• [Excerpted passage]

━━━━━━━━━━━━━━━━

When you say it’s ability to see the old conversation diminishes, are you referring to limitations in the overall context window or is it a consequence of the way you construct context windows? But this is really helpful! It sounds like you’re essentially saying that it’s almost always better for compose sessions to be single-turn as much as possible?
Related to another feature request I made, would it please be possible for users to directly see what goes into a given inference call? This level of insight would make debugging prompts sooo much easier! Almost like a debug mode that shows you the raw string that gets sent to Claude, and then perhaps overlays of the filenames, etc that those strings came from?
We do some magic behind the scenes to try to allow your conversations to be longer than the context window, but this does come with some limitations, hence my suggestion to start new composer sessions when you can. As you use Cursor more and more, you can begin to tell when the older context is being ignored and when it is time to start a new session.
Not sure we’ll add this level of visibility into the client as we don’t want to cause too much confusion for most of our users, but I agree that visibility is not a bad thing here!

━━━━━━━━━━━━━━━━

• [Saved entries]

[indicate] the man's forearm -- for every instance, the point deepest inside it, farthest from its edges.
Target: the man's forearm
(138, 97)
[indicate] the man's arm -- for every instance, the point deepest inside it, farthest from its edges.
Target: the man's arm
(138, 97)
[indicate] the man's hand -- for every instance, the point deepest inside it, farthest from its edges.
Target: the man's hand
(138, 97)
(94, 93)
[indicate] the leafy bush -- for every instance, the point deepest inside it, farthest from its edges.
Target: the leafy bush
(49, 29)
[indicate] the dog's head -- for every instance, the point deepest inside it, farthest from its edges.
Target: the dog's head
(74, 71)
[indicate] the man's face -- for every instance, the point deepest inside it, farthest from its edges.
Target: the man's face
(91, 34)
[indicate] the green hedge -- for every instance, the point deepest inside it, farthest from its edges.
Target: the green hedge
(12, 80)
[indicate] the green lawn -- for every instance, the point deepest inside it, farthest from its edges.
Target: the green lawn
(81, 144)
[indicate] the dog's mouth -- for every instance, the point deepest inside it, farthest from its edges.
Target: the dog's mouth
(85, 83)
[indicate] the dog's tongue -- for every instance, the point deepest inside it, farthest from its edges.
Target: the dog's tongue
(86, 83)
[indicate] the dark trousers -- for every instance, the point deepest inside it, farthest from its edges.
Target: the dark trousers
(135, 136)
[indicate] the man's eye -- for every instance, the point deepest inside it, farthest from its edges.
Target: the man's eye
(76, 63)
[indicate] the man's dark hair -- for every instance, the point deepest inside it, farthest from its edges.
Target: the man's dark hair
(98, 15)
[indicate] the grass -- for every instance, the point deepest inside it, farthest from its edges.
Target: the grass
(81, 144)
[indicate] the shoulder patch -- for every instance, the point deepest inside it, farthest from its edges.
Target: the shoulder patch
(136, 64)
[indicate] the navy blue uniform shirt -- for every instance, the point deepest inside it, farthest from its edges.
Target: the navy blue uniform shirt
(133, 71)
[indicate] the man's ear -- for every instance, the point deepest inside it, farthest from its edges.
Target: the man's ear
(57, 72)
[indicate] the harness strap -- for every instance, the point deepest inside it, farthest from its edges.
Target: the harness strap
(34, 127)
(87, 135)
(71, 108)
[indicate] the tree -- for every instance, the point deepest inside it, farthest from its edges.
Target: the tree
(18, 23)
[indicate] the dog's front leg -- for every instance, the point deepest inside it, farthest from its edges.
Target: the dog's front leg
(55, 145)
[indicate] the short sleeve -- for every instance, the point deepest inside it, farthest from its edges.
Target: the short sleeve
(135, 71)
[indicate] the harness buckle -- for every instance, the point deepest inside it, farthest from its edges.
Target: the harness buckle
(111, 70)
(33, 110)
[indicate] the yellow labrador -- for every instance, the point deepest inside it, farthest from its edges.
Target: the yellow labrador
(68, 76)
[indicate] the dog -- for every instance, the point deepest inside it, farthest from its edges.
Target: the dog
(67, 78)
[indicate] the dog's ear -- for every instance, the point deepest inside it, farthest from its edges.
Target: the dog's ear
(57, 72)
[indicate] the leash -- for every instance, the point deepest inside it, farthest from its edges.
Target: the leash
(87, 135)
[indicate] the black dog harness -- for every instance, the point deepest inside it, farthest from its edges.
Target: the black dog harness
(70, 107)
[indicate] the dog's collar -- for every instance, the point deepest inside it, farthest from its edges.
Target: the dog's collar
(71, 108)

━━━━━━━━━━━━━━━━

• [Exercise directions]
In the forum exchange, what reason does the reply give for possibly not adding that level of visibility into the client? These lines have no connection to the forum exchange.

• [Answer area]
They don't want to cause too much confusion for most of their users.